[Coordinate annotation entries]
◇ ◇ ◇ ◇ ◇

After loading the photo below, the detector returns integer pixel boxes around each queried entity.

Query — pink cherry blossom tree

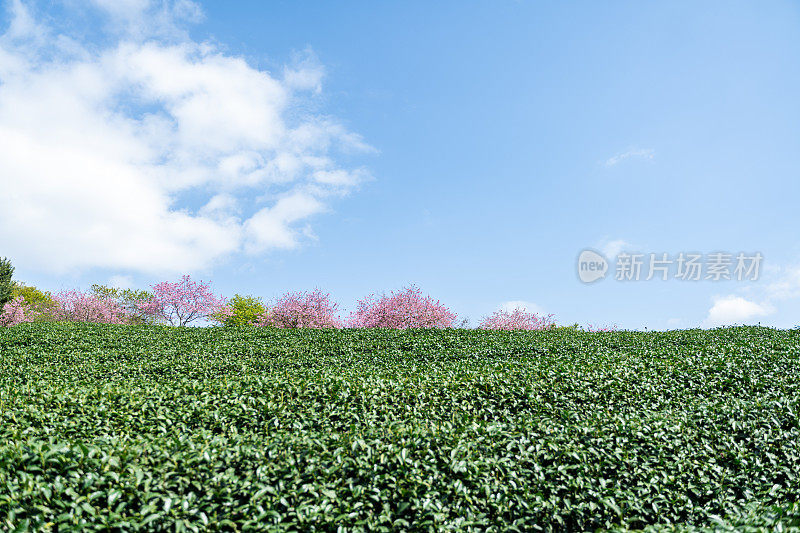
[349,285,456,329]
[137,275,230,326]
[53,290,128,324]
[586,324,617,332]
[0,296,35,328]
[478,307,555,331]
[256,289,342,328]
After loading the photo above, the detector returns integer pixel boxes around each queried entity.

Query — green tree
[212,294,267,326]
[92,284,153,324]
[0,257,14,310]
[11,282,58,322]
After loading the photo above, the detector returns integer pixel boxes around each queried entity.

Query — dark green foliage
[92,284,153,324]
[0,257,14,306]
[0,324,800,531]
[212,294,267,326]
[11,282,58,321]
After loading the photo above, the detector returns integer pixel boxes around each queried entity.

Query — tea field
[0,324,800,531]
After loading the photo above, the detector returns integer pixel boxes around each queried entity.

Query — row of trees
[0,260,554,330]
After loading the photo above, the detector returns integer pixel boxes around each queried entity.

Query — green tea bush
[0,323,800,531]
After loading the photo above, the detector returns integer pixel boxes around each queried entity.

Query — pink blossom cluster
[349,285,456,329]
[137,275,231,326]
[256,289,342,328]
[0,296,35,327]
[586,324,617,331]
[478,308,555,331]
[53,290,127,324]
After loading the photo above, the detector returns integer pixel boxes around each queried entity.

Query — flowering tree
[256,289,342,328]
[137,275,229,326]
[0,296,35,327]
[53,290,128,324]
[349,285,456,329]
[586,324,617,331]
[478,307,555,331]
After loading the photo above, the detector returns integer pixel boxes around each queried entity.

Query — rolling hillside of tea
[0,324,800,531]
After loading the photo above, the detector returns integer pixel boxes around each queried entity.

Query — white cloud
[500,300,545,315]
[108,275,133,289]
[0,0,369,273]
[702,295,775,327]
[598,239,631,260]
[605,148,656,167]
[667,318,686,329]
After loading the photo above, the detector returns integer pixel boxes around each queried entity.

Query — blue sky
[0,0,800,329]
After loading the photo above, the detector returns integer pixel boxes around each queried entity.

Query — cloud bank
[0,0,370,273]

◇ ◇ ◇ ◇ ◇

Return every line of the records that contains the word "pink", matching case exactly.

SOLUTION ::
Query — pink cherry blossom tree
Query — pink blossom cluster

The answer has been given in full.